• Task directions
Count the lines below in which "boulder" appears, then give that number by itself.

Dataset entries
Segment Open

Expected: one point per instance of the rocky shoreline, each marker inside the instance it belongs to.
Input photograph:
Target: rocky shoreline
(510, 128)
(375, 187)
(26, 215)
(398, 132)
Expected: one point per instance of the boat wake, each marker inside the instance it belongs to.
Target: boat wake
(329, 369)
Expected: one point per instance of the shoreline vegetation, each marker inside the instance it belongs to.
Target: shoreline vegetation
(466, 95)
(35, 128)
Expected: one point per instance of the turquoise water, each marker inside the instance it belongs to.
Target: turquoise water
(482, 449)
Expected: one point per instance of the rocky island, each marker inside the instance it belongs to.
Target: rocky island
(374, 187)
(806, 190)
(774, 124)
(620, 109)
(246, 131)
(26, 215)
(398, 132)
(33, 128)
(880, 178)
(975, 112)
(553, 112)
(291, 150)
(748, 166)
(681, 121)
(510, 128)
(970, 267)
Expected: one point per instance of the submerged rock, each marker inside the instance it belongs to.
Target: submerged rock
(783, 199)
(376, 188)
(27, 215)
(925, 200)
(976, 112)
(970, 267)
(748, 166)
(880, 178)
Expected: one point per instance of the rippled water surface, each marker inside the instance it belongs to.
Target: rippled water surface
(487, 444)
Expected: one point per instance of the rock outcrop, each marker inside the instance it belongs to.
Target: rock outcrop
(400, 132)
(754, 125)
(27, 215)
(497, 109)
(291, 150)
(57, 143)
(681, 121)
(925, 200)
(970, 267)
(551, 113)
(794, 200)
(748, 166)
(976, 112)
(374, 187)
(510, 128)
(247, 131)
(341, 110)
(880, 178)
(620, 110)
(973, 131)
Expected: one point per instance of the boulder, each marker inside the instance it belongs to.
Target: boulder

Segment Closed

• Solution
2